-- Exercise --
Collect every line in the records below that contains the word "smartphone".

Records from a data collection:
****************************************

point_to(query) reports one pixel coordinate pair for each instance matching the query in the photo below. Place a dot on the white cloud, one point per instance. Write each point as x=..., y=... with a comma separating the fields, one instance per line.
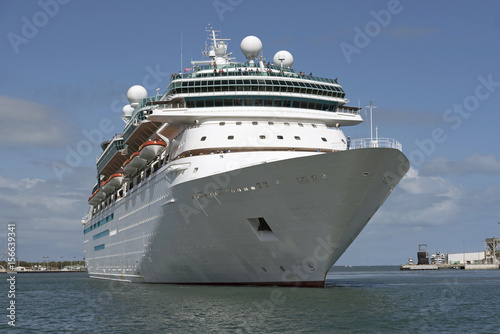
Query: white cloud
x=423, y=201
x=47, y=213
x=28, y=123
x=476, y=163
x=25, y=183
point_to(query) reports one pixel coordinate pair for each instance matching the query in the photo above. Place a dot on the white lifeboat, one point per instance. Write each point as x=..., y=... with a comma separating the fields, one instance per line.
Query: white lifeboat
x=150, y=149
x=100, y=195
x=93, y=200
x=115, y=181
x=128, y=168
x=136, y=161
x=106, y=187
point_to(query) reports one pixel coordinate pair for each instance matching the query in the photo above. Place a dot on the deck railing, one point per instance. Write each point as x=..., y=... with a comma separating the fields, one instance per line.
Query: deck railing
x=374, y=142
x=354, y=144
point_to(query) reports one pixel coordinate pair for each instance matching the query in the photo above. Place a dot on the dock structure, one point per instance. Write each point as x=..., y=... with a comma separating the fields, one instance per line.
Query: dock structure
x=487, y=259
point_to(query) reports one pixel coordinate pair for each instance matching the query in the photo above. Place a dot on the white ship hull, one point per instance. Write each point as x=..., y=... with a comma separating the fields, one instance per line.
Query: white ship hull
x=177, y=227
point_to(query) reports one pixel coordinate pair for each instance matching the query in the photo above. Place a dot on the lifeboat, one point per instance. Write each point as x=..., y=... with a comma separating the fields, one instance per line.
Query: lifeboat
x=150, y=149
x=99, y=195
x=106, y=187
x=136, y=161
x=115, y=181
x=128, y=168
x=93, y=200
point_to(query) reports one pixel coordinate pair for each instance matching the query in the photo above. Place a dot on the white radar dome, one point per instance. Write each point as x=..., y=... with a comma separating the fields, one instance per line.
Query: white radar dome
x=283, y=59
x=135, y=94
x=127, y=111
x=251, y=47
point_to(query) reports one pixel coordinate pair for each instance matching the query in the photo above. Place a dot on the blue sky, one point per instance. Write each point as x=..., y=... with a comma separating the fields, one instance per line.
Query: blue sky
x=430, y=67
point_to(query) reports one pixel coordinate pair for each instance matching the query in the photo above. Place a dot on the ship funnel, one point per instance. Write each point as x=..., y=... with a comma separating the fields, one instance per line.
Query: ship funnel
x=135, y=94
x=251, y=47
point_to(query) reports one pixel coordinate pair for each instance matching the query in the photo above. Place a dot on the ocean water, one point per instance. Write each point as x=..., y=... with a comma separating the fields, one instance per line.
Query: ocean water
x=356, y=300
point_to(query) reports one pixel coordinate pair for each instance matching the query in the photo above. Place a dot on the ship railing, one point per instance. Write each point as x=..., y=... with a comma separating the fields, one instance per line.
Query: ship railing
x=268, y=71
x=373, y=143
x=348, y=110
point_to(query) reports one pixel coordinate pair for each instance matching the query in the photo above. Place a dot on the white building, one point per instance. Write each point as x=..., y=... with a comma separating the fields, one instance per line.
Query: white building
x=467, y=258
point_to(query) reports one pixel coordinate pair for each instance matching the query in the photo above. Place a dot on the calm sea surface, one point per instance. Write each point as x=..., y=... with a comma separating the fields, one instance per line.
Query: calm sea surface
x=357, y=300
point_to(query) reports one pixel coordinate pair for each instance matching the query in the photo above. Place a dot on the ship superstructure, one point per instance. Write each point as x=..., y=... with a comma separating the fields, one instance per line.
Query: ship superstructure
x=240, y=173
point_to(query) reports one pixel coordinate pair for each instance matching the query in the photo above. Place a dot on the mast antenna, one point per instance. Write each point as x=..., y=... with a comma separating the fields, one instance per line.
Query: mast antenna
x=371, y=106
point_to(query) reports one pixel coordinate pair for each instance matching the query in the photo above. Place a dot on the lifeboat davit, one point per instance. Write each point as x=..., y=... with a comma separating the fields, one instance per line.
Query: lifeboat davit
x=150, y=149
x=100, y=195
x=93, y=200
x=128, y=168
x=115, y=180
x=136, y=161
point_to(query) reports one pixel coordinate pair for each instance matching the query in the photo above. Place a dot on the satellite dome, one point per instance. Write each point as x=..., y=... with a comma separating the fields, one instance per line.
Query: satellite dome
x=251, y=47
x=221, y=49
x=127, y=111
x=135, y=94
x=283, y=58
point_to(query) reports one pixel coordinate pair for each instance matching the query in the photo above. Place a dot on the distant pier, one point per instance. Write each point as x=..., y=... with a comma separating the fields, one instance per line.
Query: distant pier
x=449, y=266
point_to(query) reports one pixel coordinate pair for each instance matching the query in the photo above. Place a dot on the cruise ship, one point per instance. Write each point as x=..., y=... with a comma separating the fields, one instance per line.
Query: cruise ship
x=239, y=173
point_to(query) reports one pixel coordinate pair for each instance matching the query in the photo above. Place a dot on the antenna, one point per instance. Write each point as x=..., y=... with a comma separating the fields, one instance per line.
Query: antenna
x=181, y=51
x=371, y=120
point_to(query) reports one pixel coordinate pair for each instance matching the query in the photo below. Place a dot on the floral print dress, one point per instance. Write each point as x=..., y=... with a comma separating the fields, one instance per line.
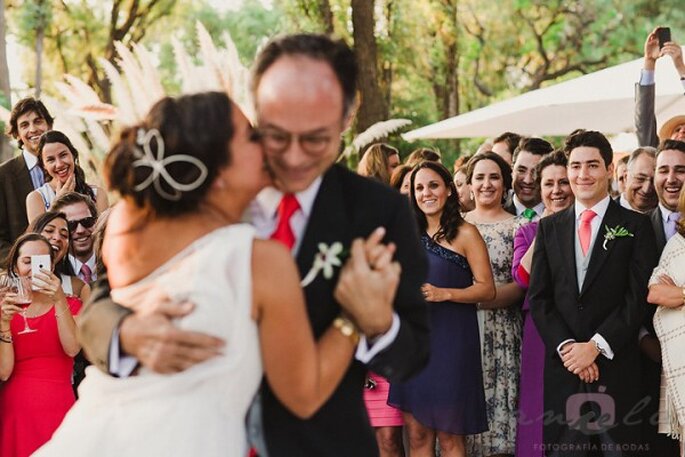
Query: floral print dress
x=501, y=347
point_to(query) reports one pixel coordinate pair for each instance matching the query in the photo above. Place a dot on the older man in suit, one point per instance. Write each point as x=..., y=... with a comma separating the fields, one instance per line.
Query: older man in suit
x=29, y=119
x=525, y=199
x=588, y=299
x=304, y=88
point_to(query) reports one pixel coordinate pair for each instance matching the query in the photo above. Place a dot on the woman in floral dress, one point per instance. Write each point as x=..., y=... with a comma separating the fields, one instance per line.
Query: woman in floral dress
x=500, y=319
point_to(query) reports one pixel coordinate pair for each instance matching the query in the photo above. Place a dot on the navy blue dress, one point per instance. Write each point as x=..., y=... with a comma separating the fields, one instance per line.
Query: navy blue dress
x=448, y=394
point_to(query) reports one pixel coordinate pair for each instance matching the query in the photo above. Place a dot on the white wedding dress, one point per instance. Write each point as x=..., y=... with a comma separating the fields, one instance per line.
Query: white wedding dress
x=200, y=411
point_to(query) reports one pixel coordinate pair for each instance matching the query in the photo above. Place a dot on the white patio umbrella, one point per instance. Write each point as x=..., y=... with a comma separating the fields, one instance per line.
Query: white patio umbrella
x=603, y=100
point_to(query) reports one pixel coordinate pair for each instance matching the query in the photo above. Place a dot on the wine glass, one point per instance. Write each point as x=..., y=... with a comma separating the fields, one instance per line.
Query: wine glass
x=22, y=287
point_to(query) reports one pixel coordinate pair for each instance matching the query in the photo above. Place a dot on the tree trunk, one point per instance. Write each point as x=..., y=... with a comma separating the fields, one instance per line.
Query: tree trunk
x=40, y=35
x=373, y=108
x=326, y=16
x=5, y=150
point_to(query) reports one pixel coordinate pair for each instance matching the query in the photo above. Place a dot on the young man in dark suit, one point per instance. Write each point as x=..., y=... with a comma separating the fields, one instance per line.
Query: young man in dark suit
x=304, y=87
x=29, y=119
x=588, y=299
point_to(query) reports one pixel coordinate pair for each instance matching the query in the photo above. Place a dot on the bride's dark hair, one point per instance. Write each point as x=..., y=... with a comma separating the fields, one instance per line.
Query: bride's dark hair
x=198, y=126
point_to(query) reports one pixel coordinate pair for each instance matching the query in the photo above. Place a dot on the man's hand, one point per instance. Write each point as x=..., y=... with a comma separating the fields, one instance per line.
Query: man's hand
x=368, y=283
x=674, y=50
x=579, y=356
x=161, y=347
x=590, y=374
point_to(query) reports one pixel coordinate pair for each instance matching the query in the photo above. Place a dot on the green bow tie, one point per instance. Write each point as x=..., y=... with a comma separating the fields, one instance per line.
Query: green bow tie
x=529, y=213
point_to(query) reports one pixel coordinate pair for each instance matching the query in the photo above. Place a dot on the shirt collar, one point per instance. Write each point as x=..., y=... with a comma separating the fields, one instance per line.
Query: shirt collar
x=600, y=208
x=665, y=212
x=30, y=159
x=269, y=199
x=520, y=207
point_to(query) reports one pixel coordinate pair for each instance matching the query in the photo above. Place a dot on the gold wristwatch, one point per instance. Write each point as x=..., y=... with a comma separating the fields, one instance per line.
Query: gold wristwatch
x=347, y=328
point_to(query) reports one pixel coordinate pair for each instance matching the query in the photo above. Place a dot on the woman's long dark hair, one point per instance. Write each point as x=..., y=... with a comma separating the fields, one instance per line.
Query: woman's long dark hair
x=38, y=225
x=450, y=219
x=54, y=136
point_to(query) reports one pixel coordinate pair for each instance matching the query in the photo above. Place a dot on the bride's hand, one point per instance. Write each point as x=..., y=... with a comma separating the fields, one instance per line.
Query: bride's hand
x=366, y=291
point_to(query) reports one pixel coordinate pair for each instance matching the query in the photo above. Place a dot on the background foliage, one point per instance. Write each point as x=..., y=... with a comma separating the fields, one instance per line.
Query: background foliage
x=433, y=58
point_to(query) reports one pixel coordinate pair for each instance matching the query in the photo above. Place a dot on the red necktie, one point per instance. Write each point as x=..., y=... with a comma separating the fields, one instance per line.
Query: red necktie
x=86, y=274
x=585, y=230
x=286, y=209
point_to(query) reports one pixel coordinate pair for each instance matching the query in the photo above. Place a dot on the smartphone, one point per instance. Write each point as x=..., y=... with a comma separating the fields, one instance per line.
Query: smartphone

****************************************

-- Task response --
point_to(query) reports one pixel coordinate pair for each instance matching the query in the photo above. Place a dot on the smartphone, one point per instance. Write each point as x=..., y=... with a comma separating the fields, one instance per line.
Query: smartphone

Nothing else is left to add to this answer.